목록:
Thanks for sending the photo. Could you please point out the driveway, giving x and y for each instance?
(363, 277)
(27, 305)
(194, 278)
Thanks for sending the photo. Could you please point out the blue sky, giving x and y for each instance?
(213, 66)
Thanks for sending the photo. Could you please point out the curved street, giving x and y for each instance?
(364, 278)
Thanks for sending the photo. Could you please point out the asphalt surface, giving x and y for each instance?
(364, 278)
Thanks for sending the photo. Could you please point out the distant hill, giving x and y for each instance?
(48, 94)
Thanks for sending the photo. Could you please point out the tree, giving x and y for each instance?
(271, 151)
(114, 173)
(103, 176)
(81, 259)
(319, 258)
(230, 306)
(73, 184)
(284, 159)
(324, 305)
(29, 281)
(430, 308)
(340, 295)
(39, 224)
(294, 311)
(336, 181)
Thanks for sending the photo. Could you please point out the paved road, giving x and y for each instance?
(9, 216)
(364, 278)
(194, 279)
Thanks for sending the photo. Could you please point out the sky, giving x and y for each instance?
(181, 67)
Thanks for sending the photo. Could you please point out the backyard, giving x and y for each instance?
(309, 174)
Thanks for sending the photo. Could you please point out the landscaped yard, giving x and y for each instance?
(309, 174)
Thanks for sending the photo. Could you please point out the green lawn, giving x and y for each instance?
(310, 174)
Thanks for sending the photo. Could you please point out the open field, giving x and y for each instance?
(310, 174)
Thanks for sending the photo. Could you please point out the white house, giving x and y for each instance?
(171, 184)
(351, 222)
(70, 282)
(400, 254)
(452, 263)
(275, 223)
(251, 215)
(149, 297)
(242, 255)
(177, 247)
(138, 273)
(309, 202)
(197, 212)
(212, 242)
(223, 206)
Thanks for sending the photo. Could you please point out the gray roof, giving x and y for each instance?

과제 안내: 위 목록의 모든 줄을 처음부터 끝까지 한 글자도 바꾸지 말고 옮겨 쓰시오.

과제 결과:
Thanks for sending the photo. Could you please point out the driveway, giving x and y for each instance?
(363, 277)
(27, 305)
(194, 278)
Thanks for sending the photo. Could you please point out the blue sky, giving x and y for each instance?
(213, 66)
Thanks for sending the photo. Could you please point out the curved street, giving x and y for each instance?
(364, 278)
Thanks for sending the photo. Could you please point out the asphalt surface, giving x and y for each instance?
(364, 278)
Thanks for sending the photo. Could you please point out the distant hill, giving x and y for each instance?
(48, 94)
Thanks for sending the photo. Could you please point out the tree, giving x and y for each instance?
(271, 151)
(114, 173)
(103, 176)
(81, 259)
(319, 258)
(230, 306)
(73, 184)
(284, 159)
(324, 305)
(29, 281)
(430, 308)
(340, 295)
(39, 224)
(294, 311)
(336, 181)
Thanks for sending the photo. Could you please point out the paved road, giving x and y for each instance?
(9, 216)
(364, 278)
(194, 279)
Thanks for sending the photo. Could you please point out the sky, giving x and y for each instance?
(181, 67)
Thanks for sending the photo. Could you please point out the backyard, giving x and y for each instance?
(309, 174)
Thanks for sending the photo. Could you please point out the landscaped yard, giving x and y for each instance?
(309, 174)
Thanks for sending the photo. Could you please point out the green lawn, giving x and y for each instance?
(310, 174)
Thanks for sending the photo. Could you please point out the open field, giving x and y for each instance?
(310, 174)
Thanks for sending the photo. Could you please point out the white house, giving x and y for each instance?
(171, 184)
(351, 222)
(70, 282)
(400, 254)
(452, 263)
(275, 223)
(251, 215)
(149, 297)
(242, 255)
(177, 247)
(138, 273)
(309, 202)
(197, 212)
(212, 242)
(223, 206)
Thanks for sending the photo. Could you please point out the gray roof, giving x and y for each instance?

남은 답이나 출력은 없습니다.